D'après le texte cité sur la niche Copé-Marini, quel a été le coût de cette niche en 2011 ?

(TEXTE CITÉ):
========================================================================
C’est la raison pour laquelle nous proposons, avec cet amendement, de relever le taux d’imposition sur le montant net des plus-values de long terme pour la vente des titres de participation en le faisant passer à 19 % pour les exercices ouverts à compter du 1er janvier 2012. Cette mesure s’appliquerait également aux titres de placement.
Mme la présidente. Quel est l’avis de la commission ?
Mme Nicole Bricq, rapporteure générale de la commission des finances. Il s’agit d’un sujet que nous aimons bien puisqu’il s’agit de la niche Copé-Marini. (M. le président de la commission et Mme la ministre s’exclament.) Elle est plus connue sous ce titre que sous celui auquel, madame Escoffier, vous avez fait référence. Bien évidemment, il s’agit des plus-values à long terme sur les titres de participation.
Vous voulez imposer à 19 % ces plus-values à long terme, ce qui constituerait un retour au taux antérieur à la réforme de 2004. Vous vous attaquez donc au taux. Je pense que votre intention est louable dans la mesure où cette niche coûte cher : Elle a coûté 3,5 milliards d’euros en 2011, hors élasticité éventuelle, et près de 20 milliards d’euros depuis 2007.
Je sais que des réserves ont été émises quant aux calculs. En effet, ceux-ci avaient été faits sur la base de l’imposition maximale, à 33 %. J’admets ces réserves.
Mme Nicole Bricq, rapporteure générale de la commission des finances. Cela nous évitera, j’espère, d’entendre dire que les auteurs d’amendements sont parfois tentés d’affirmer n’importe quoi ! Au demeurant, il faut bien se référer à des chiffres. Comme les chiffres que j’ai cités sont les seuls dont nous disposons, nous allons les prendre pour base de discussion.
Que cette niche coûte cher, c’est vrai, c’est même indéniable ! Néanmoins, madame Escoffier, il faut être prudent sur le gain fiscal attendu. Vous l’évaluez à 2 milliards d‘euros dès 2012. Cela me paraît un peu optimiste parce que cela ne tient pas compte de l’élasticité. En cas de mise en œuvre de la mesure, bien des cessions ne seraient pas réalisées ou seraient étalées dans le temps. Pour imposer, encore faut-il qu’il y ait cession. Vous allez voir que, dans l’amendement n° I-8 de la commission, cet élément est pris en compte.
========================================================================
(LIGNES DE DONNÉES):
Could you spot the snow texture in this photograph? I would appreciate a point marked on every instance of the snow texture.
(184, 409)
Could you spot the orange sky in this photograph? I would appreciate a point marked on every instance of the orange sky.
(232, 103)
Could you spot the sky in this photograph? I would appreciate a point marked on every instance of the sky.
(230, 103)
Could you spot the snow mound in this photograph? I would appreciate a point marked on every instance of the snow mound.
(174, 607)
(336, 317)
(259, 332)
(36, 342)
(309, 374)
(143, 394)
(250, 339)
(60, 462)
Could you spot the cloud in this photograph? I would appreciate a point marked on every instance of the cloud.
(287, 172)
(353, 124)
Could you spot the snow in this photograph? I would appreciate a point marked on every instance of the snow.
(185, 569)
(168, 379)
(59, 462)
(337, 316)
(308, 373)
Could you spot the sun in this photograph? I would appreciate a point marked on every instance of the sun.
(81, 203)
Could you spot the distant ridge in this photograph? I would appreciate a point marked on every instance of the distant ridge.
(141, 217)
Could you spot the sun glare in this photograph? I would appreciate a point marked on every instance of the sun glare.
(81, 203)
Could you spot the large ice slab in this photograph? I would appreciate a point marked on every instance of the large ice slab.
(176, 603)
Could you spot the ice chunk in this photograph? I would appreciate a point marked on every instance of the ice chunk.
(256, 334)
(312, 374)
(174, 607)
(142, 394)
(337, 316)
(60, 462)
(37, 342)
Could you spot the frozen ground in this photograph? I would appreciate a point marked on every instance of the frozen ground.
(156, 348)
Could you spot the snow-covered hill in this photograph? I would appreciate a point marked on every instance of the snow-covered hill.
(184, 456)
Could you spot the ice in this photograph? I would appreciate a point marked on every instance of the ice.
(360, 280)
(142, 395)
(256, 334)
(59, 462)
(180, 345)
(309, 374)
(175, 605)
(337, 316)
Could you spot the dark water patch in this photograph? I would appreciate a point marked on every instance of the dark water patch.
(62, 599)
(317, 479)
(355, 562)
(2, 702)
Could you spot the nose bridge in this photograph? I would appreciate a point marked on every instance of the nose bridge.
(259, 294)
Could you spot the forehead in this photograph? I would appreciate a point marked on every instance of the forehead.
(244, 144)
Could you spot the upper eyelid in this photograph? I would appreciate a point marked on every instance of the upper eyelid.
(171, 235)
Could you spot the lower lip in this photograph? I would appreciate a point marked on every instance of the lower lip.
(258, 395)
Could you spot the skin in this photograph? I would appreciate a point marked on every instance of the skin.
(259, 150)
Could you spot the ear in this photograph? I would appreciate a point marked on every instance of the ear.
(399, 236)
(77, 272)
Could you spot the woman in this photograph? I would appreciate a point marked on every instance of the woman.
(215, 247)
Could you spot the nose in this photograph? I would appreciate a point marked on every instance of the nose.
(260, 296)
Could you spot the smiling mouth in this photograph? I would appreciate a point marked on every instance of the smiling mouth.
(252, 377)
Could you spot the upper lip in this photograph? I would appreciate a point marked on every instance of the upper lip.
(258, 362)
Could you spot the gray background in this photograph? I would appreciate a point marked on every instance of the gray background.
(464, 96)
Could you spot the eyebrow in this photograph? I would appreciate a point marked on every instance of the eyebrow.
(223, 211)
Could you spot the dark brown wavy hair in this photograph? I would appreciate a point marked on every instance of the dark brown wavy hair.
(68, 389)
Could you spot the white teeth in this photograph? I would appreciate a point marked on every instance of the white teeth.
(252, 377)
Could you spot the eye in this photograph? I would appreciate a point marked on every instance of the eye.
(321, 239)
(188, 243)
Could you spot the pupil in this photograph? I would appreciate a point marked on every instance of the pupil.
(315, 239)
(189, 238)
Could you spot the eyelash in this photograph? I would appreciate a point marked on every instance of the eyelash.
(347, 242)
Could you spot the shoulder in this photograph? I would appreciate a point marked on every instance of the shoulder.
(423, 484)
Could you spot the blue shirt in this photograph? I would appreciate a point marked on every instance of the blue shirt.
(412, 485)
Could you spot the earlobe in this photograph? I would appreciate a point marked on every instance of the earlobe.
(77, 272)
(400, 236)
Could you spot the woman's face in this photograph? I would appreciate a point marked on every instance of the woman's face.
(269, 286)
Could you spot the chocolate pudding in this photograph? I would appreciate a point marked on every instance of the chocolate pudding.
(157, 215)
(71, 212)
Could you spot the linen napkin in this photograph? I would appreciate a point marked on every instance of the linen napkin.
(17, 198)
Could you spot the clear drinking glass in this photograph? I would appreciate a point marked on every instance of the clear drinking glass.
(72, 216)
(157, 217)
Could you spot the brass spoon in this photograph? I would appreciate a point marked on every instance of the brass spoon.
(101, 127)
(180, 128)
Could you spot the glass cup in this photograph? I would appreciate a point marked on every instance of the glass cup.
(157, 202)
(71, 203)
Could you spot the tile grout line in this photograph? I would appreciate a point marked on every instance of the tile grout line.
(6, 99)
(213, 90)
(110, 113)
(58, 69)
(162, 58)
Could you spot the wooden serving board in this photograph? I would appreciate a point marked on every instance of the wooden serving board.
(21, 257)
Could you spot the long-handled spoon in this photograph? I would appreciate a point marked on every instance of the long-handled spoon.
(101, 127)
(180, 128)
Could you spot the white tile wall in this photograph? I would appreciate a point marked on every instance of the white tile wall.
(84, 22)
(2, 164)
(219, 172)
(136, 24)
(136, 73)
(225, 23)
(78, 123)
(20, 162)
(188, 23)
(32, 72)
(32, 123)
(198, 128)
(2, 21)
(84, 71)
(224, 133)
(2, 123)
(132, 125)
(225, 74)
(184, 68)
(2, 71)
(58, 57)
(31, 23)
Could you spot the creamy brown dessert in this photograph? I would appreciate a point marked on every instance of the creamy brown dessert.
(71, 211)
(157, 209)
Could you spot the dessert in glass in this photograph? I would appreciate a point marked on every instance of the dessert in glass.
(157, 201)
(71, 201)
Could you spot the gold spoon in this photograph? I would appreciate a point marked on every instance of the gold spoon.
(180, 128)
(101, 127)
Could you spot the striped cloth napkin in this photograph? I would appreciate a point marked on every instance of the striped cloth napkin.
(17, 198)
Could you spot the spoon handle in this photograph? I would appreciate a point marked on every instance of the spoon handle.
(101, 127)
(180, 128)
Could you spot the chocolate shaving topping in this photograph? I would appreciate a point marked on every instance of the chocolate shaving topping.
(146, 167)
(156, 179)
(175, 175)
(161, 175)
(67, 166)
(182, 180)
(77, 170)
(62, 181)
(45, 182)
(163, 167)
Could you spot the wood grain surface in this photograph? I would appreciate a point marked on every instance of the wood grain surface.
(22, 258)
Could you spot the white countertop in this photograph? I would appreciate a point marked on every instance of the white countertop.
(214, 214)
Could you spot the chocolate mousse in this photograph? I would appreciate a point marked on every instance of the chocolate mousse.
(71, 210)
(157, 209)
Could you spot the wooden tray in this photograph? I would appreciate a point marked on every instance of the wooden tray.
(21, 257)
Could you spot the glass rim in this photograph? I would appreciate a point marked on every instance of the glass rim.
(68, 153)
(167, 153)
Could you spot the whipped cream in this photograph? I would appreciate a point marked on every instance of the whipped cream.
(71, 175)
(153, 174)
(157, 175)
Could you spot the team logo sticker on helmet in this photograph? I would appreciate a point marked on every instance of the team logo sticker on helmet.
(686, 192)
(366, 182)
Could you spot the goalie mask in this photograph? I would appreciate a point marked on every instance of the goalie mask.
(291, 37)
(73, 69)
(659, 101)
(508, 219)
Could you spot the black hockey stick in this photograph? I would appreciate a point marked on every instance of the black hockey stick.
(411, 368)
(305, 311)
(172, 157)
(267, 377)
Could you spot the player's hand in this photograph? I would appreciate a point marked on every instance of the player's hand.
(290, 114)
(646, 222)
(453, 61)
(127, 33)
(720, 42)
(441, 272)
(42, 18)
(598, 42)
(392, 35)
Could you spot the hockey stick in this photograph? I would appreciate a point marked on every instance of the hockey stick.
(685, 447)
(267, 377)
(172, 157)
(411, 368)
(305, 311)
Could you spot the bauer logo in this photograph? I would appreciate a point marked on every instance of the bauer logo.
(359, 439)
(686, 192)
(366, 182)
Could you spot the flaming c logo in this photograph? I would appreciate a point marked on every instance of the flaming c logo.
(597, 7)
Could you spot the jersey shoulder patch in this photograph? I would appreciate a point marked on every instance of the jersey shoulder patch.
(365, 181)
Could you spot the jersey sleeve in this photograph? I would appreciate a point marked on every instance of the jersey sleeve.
========================================================================
(RÉPONSE RÉDIGÉE):
3,5 milliards d'euros, hors élasticité éventuelle.